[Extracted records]
[Start of section]

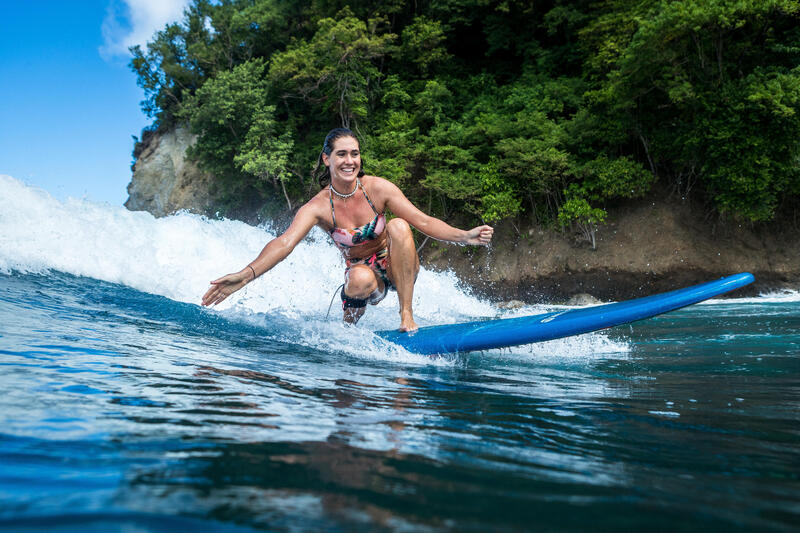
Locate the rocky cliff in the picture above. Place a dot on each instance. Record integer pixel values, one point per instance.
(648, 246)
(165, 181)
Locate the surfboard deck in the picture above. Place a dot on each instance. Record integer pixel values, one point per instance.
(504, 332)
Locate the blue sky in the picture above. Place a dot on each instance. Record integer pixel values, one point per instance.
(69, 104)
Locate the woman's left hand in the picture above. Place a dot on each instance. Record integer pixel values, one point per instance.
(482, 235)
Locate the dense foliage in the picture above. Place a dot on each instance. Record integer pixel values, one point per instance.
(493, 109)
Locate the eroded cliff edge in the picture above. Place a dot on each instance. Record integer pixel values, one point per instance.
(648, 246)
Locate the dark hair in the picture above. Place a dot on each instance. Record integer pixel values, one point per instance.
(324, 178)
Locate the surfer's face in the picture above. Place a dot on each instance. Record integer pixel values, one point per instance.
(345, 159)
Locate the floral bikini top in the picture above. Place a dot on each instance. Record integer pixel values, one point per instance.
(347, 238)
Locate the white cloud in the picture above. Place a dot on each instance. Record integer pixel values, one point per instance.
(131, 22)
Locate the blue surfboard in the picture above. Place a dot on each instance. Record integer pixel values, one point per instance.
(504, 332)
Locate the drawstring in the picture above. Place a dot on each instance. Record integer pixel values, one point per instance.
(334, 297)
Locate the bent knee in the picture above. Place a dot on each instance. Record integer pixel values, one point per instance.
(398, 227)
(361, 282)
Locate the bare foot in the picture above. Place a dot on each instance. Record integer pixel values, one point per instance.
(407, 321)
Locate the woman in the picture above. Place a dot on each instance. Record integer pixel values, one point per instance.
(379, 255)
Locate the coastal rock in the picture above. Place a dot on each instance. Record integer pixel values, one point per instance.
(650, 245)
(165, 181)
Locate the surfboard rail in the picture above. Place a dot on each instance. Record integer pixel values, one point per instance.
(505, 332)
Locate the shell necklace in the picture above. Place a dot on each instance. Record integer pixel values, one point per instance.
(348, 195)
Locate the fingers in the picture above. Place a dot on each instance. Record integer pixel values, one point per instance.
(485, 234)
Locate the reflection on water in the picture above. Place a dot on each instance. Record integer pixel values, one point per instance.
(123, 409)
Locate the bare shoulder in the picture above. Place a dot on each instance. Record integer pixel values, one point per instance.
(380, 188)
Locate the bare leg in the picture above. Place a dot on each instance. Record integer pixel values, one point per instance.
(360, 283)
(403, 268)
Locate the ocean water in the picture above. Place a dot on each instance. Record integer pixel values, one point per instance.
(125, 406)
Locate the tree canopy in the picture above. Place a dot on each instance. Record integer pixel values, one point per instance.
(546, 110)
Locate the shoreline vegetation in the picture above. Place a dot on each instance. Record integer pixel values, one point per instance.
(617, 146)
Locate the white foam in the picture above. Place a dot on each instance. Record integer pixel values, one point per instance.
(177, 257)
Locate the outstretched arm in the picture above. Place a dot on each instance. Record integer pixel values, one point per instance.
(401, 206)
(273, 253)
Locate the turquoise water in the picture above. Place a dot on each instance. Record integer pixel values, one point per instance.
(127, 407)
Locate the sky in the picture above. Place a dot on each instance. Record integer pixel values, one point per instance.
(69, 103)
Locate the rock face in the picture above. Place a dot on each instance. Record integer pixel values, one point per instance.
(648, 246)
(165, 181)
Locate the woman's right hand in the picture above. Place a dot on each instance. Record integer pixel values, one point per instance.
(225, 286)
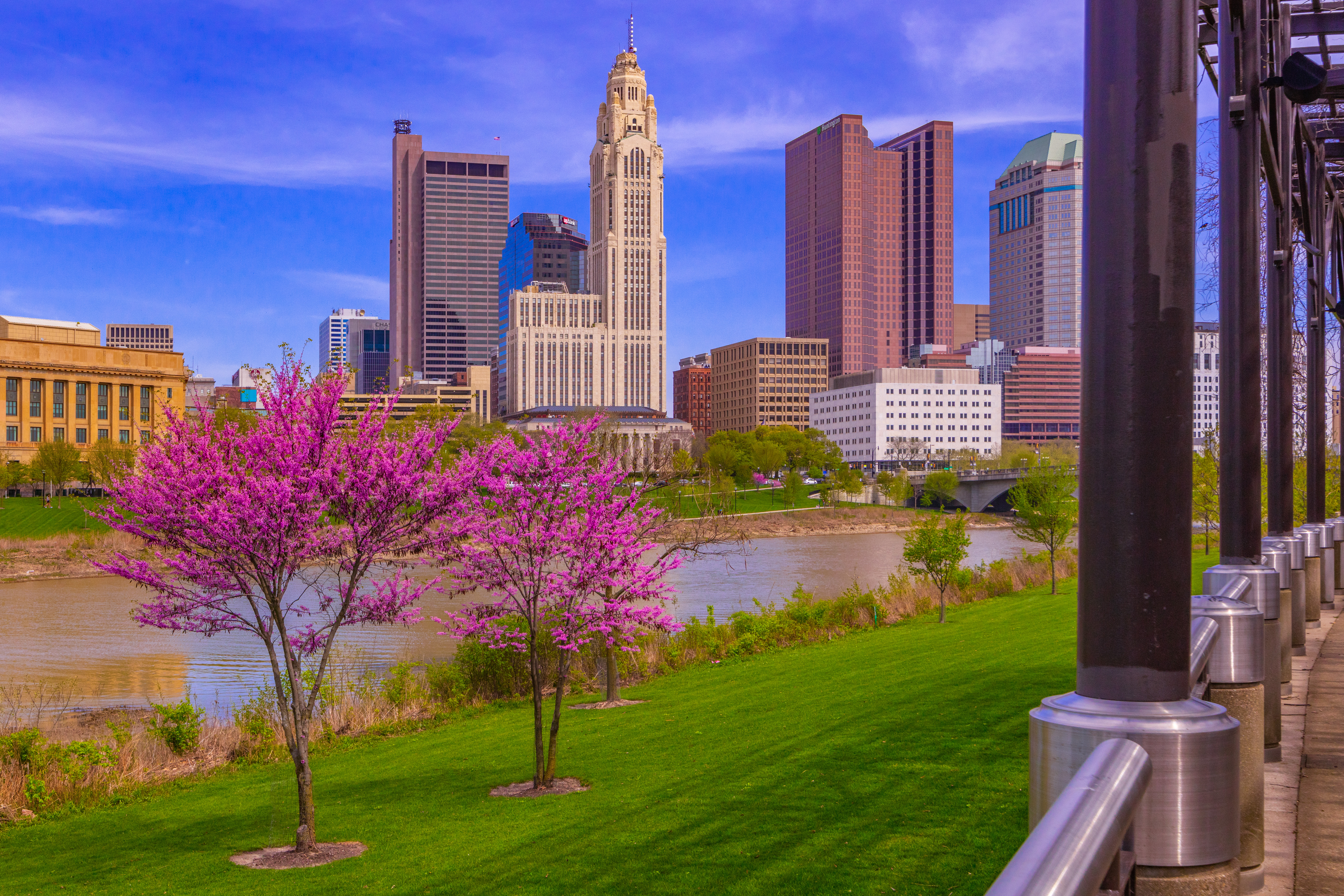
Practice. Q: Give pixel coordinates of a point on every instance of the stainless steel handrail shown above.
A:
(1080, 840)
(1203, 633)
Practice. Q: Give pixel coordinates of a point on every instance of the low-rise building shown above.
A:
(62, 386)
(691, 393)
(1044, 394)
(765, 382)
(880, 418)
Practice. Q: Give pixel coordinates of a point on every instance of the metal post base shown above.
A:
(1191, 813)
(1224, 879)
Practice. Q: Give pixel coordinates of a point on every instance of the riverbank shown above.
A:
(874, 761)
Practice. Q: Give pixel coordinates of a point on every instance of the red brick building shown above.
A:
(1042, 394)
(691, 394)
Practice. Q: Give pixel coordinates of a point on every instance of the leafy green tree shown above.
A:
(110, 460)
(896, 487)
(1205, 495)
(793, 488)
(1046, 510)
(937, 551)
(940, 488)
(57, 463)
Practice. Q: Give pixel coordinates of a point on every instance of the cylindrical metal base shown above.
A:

[End of section]
[Start of section]

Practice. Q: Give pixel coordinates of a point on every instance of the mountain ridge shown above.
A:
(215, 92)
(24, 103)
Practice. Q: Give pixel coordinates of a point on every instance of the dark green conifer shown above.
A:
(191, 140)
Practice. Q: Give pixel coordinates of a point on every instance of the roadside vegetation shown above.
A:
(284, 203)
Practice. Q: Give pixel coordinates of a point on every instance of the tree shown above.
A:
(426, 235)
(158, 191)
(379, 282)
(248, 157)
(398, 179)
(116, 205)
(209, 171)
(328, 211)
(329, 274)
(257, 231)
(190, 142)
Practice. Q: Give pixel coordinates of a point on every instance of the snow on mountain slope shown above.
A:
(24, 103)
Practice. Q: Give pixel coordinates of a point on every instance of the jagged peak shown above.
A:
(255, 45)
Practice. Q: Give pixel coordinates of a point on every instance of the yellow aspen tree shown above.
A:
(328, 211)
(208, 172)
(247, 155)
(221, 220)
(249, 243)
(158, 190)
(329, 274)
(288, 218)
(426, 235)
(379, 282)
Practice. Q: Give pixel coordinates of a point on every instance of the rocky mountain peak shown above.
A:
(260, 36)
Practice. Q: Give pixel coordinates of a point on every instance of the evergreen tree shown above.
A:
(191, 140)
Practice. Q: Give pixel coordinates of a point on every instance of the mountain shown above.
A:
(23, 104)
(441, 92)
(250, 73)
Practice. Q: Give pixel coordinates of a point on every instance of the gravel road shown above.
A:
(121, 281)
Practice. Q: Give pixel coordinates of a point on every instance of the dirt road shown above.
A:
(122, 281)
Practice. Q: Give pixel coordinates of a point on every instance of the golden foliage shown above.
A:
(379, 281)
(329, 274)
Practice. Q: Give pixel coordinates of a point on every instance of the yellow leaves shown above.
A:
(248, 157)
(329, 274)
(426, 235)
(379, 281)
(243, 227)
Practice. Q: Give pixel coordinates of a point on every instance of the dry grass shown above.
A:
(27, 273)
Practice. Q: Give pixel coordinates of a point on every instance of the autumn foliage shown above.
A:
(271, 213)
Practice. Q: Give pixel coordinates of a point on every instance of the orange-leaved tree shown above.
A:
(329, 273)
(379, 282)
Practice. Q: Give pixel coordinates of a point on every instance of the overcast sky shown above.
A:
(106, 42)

[End of section]

Every line in the entries above that has the word "building" should be identified and copied.

> WRITTEN ANSWER
Practice. Q: Give pixel coordinates of a point on every instance of the low-rise building shown above.
Practice. Q: Give pixel coordinates of a point on every instance of the red brick building shown above.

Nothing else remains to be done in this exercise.